WHAT YOU HAVE TO DO.
Every line from the one with "Locate every instance of the wood edge" to the end of the data needs to be copied exactly, and no line before it.

──────── LISTED RECORDS

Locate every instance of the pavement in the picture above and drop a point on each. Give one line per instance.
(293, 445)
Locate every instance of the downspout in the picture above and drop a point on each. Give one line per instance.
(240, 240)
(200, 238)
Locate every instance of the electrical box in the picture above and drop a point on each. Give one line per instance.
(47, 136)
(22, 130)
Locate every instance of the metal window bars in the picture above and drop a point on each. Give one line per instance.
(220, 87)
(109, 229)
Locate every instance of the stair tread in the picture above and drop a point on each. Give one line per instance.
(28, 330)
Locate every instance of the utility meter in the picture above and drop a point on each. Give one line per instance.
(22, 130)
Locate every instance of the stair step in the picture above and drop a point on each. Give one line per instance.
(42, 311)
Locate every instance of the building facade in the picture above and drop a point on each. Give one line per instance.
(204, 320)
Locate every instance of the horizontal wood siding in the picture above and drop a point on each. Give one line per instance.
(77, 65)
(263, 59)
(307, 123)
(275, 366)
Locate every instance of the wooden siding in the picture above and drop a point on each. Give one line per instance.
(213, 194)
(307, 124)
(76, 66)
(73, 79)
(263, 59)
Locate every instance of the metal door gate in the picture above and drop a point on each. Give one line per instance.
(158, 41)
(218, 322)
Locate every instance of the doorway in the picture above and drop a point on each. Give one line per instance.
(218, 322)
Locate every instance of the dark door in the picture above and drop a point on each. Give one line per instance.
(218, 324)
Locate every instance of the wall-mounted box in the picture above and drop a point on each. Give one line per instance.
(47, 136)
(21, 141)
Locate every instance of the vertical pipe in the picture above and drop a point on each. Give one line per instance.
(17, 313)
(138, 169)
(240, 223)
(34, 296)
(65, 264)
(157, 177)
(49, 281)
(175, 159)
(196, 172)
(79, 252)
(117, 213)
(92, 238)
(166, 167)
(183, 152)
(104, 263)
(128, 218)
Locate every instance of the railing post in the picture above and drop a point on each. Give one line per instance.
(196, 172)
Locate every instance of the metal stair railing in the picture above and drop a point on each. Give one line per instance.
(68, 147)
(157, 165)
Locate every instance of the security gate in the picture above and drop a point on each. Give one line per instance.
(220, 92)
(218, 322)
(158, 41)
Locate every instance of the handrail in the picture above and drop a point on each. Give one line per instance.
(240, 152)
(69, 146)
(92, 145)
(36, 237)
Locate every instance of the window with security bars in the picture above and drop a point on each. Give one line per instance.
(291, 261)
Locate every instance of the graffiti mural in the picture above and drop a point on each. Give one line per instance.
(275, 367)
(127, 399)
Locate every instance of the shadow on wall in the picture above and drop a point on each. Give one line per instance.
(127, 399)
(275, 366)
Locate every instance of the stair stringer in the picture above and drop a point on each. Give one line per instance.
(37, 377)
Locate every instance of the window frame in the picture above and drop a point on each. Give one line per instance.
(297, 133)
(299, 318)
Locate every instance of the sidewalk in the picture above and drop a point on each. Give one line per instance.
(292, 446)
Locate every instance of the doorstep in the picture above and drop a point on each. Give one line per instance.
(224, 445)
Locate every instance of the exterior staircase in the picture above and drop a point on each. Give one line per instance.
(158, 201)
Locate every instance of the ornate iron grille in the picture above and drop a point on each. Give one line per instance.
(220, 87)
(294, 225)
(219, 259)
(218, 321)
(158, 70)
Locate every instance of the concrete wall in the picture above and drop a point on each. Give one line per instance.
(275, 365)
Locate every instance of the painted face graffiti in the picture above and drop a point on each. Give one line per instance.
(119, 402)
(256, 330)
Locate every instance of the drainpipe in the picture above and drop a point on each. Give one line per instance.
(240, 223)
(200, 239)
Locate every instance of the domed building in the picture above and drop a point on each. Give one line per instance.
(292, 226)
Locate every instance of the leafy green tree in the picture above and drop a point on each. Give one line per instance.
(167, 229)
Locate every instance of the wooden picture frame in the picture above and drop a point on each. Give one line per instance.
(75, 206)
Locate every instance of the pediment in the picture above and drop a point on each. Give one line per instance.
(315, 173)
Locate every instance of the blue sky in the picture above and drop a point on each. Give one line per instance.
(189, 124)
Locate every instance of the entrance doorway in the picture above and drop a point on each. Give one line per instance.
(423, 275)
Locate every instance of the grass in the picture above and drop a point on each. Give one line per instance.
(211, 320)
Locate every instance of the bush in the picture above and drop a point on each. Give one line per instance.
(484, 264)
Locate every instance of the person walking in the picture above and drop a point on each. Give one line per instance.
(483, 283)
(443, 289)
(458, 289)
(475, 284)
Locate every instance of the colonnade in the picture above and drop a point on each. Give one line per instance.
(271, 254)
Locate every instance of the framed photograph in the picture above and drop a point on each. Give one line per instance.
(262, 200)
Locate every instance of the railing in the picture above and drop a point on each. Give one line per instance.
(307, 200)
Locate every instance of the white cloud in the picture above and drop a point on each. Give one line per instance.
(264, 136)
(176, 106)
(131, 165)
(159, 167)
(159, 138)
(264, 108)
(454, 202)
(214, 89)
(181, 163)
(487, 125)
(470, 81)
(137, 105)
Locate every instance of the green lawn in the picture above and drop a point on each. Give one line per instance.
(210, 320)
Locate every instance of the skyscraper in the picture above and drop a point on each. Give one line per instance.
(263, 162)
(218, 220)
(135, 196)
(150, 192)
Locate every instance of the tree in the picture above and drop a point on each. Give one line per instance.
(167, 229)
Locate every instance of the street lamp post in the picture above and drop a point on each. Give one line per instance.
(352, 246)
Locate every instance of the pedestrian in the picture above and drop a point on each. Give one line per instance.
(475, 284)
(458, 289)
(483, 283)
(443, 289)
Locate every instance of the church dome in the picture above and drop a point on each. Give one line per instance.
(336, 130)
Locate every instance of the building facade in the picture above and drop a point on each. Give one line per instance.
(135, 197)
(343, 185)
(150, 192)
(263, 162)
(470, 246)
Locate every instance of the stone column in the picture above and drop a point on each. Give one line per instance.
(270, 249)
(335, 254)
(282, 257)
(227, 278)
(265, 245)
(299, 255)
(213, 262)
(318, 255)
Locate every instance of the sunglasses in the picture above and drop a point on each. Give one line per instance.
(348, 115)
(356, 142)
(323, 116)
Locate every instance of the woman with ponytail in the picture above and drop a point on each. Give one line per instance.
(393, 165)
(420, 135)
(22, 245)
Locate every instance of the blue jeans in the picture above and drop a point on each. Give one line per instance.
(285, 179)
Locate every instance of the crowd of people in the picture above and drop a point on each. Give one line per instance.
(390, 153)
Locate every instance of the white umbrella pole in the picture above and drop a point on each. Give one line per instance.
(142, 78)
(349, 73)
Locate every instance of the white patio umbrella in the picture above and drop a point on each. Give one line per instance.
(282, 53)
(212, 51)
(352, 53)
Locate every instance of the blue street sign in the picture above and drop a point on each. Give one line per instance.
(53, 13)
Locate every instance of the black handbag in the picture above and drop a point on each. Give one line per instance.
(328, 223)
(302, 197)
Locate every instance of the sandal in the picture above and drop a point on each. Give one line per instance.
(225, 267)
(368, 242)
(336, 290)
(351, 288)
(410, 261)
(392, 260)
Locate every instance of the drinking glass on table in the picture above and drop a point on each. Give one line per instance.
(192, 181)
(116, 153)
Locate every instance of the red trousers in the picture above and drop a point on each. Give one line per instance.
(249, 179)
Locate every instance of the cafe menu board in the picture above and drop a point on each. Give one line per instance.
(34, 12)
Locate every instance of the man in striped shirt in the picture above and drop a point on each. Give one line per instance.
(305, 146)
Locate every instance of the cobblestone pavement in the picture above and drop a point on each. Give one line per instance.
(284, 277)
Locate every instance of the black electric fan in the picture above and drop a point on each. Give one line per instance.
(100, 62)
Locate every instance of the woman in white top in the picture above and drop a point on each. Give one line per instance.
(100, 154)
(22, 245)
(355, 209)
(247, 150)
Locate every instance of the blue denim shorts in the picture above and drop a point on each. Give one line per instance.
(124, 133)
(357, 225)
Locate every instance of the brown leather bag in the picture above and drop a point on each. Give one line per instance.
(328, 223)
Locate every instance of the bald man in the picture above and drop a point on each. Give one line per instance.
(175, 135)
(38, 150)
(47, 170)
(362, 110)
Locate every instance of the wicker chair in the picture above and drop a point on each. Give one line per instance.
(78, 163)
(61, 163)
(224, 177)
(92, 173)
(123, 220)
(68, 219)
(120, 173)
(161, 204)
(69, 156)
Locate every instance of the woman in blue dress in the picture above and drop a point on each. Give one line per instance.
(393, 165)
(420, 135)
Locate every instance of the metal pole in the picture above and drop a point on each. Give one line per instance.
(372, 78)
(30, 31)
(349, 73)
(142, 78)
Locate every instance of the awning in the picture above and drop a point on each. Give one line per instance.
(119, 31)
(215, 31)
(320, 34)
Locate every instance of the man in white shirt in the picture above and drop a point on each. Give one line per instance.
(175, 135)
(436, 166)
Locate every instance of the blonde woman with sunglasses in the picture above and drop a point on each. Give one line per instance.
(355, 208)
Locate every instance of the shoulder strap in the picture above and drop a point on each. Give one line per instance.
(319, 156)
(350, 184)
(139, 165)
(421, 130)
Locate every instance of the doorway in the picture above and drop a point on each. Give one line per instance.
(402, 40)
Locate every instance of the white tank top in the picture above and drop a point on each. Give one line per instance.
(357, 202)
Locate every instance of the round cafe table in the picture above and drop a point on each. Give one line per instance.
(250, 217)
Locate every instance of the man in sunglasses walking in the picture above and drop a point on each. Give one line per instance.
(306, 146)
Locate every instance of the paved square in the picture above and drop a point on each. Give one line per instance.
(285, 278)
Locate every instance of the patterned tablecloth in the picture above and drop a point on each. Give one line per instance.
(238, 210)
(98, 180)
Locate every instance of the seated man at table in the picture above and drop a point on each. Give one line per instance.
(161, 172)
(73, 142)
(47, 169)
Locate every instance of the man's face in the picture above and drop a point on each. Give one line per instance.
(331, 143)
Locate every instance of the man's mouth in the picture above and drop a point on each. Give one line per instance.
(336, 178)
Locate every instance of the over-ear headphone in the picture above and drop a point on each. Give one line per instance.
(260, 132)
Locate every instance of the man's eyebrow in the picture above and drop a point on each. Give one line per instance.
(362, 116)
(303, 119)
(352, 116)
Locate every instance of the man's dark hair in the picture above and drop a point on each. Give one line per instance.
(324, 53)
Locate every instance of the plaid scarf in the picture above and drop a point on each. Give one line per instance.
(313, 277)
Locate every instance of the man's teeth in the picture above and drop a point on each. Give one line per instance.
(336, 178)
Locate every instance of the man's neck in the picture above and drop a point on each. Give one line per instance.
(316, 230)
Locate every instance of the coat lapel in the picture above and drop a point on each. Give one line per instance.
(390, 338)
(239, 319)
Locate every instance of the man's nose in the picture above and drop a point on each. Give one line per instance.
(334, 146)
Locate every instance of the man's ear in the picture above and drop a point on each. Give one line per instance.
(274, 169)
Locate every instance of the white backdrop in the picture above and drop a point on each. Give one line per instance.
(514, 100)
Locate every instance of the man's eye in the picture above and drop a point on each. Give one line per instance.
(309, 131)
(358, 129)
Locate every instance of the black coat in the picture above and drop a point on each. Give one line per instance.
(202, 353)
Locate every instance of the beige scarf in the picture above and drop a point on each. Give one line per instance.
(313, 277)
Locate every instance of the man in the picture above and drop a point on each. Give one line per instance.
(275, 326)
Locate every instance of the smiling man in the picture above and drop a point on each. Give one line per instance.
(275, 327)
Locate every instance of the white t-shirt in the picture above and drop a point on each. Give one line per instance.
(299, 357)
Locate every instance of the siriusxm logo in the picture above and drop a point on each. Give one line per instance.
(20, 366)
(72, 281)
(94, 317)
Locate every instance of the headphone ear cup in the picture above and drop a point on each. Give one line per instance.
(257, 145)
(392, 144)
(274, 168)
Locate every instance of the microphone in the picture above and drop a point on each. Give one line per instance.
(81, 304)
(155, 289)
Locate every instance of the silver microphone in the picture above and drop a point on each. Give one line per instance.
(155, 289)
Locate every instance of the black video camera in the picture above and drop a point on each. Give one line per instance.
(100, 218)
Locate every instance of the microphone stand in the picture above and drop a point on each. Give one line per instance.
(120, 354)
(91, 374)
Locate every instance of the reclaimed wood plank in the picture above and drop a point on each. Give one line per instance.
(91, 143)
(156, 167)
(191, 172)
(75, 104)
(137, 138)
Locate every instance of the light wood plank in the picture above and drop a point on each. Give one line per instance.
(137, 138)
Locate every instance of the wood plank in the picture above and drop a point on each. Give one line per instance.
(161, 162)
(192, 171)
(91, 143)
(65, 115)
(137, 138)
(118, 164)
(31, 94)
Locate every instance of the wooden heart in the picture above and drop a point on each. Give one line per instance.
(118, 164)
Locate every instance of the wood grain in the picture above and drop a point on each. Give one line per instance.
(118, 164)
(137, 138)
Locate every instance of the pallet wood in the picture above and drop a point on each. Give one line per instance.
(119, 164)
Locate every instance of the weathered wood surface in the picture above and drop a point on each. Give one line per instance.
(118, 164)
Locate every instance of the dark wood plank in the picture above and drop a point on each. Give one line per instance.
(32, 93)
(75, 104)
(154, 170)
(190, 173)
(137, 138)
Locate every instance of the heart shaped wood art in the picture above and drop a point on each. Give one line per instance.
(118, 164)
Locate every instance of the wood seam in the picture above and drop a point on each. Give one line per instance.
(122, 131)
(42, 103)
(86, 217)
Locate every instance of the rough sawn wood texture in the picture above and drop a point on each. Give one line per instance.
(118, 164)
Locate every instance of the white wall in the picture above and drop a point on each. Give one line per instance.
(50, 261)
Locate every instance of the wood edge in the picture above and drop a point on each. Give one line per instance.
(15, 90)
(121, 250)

────────────────

PROBLEM SOLUTION.
Locate every instance of the wood edge in the picture above and drop a point on each. Give one line per instance.
(15, 90)
(121, 250)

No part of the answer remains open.